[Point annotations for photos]

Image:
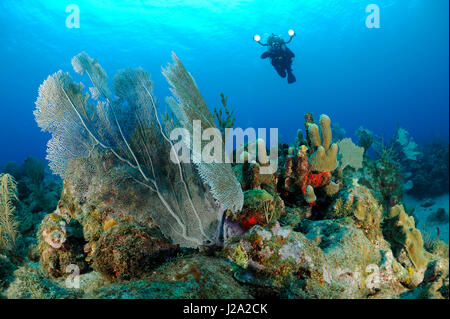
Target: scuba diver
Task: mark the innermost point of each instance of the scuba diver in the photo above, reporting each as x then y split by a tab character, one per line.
281	56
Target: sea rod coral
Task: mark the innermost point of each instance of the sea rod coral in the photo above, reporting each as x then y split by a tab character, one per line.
127	125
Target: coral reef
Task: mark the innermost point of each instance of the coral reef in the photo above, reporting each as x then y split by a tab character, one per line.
8	225
136	138
127	251
406	240
306	168
136	220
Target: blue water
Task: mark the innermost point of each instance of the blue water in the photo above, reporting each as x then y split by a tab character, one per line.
358	76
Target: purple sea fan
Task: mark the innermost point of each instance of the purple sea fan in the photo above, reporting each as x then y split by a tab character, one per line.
127	125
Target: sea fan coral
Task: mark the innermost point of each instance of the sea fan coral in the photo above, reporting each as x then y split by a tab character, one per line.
189	106
130	129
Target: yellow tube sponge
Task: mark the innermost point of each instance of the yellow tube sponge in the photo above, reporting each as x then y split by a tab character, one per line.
408	236
325	156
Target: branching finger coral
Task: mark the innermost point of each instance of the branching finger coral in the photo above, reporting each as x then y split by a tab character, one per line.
8	225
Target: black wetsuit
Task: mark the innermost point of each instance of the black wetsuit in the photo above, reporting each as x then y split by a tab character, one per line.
281	60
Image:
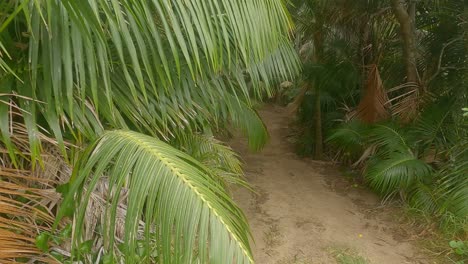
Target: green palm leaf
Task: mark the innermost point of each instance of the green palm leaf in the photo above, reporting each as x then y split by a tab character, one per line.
398	172
188	214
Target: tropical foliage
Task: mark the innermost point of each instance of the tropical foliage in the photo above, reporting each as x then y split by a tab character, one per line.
394	74
167	75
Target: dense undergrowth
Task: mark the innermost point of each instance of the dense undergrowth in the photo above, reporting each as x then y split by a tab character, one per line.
357	102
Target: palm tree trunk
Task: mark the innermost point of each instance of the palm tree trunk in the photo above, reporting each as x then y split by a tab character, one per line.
318	125
403	16
318	51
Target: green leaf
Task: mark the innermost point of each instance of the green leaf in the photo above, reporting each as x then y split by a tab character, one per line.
182	198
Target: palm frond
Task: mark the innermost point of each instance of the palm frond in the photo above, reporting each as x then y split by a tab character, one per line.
186	210
399	172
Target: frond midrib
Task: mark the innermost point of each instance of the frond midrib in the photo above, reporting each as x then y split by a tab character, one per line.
129	135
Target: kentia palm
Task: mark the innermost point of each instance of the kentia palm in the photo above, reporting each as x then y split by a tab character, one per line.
163	68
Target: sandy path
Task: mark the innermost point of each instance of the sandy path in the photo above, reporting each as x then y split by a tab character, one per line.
304	209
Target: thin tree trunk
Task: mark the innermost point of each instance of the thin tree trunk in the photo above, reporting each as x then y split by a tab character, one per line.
408	37
318	125
318	44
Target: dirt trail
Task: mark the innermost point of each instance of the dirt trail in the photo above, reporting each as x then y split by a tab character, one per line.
304	210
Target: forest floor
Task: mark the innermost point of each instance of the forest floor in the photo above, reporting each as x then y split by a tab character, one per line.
306	212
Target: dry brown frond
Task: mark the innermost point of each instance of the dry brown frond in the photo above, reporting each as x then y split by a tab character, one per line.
373	106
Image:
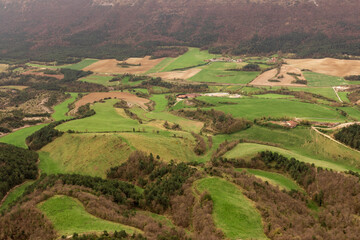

▶ PROBLEM DETAILS: Please write out all of the entries above line for line, without changing anything, and leave the pictures out of your copy.

▶ EXERCISE ANSWER:
Image:
Target: scuba diver
Task: mark the innermost point of each instance of the scuba diver in the photo above, reporting each as x then y split by a tab character, one per line.
281	56
Target: sea rod coral
Task: mark the innermost point of each instance of the sea rod coral in the photo above, reporting each as x then y split by a tab character, one per line.
127	125
Target: coral reef
Task: mark the innermost point of each instance of the coral reef in the photo above, reporting each as x then y split by a tab character, one per line.
8	225
136	138
127	251
406	240
306	168
136	220
Target: blue water
Task: mark the innermost point of each instance of the blue water in the photo above, reporting each as x then y split by a tab character, one per line.
358	76
Target: purple sea fan
Task: mark the innermost point of each instance of the purple sea fan in the photo above, reporting each as x then y split by a tab character, one per line.
127	125
Target: sea fan coral
Task: mark the innermost point of each instance of the sea fan coral in the photo above, reporting each as x then y split by a tab character, one per line.
189	106
130	129
Target: yellow tube sponge
Task: mark the innermost point of each instance of the yellow tube sponge in the photo above, reporting each as x then y split by a tab character, one per line.
408	236
325	156
Target: branching finger coral
Task: mark the innermost point of each instance of the branching finger coral in the photo above, reporting each as x then y split by a tab character, one per line.
8	225
Target: black wetsuit
Task: mark the innermost point of each instance of the black wetsuit in the photo above, reporting each as x then y split by a tab character, one per line.
281	60
Image:
Target: green palm leaf
Task: mark the innermost point of each instance of the green palm leaf in the photo above, reporting each as x then y split by a tab character, one per line.
398	172
188	214
Target: tropical foliage
Task: mark the innermost point of each instance of the tropical foliage in the photo above, reporting each as x then y split by a tab character, one per line.
394	74
167	75
Target: dense undergrowth
Task: mark the innermost point of each instance of the dense undergrowth in the photo above, reporting each as x then y split by a tab character, one per line.
357	102
Target: palm tree trunk
Task: mark the innermost point of each instance of the palm tree trunk in the photo above, reporting each as x then y split by a tab character, one per line.
318	125
403	16
318	51
Target: green leaf
Task: mark the innermost point of each instance of the green leaf in the photo above, reporting each as x then y split by a tab character, one per line.
182	198
Target: palm frond
Task: mark the innermost point of each instance of the palm frond in the photo above, reporting each as x then y split by a tab character, one per line.
186	210
399	172
Target: frond midrib
Task: mark the innermost point of each instance of the frond midrib in the photo above, reporting each as x then y split by a tab character, one per line.
129	135
Target: kentia palm
Task: mark the innermost point of each instance of the kentia palm in the photo above, reporting each as x then y split by a tab character, one per line.
163	68
Target: sandy path
Task: mark the innermost point of each instance of the sandy path in the photo above, reporting each as x then y split by a tab character, one per line.
304	209
Target: thin tree trunk
Task: mark the innermost point of each instance of the thin tree trunk in the photo above, reporting each as x then y split by a tab character, one per line.
408	37
318	125
318	44
Target: dirt trail
Task: mark the innermost point of each instance of the dirt trail in the photo above, reporting each as x then y split by a tab character, one per line.
304	210
Target: forest floor
Task: mark the innermost point of each instance of the forest floor in the photo above, reporting each as x then y split by a tab character, one per line.
306	212
Target: dry brown frond
Task: mark the innermost point of each instance of the dry brown frond in the photo above, reporting each as x then y split by a tab character, one per line.
373	106
Image:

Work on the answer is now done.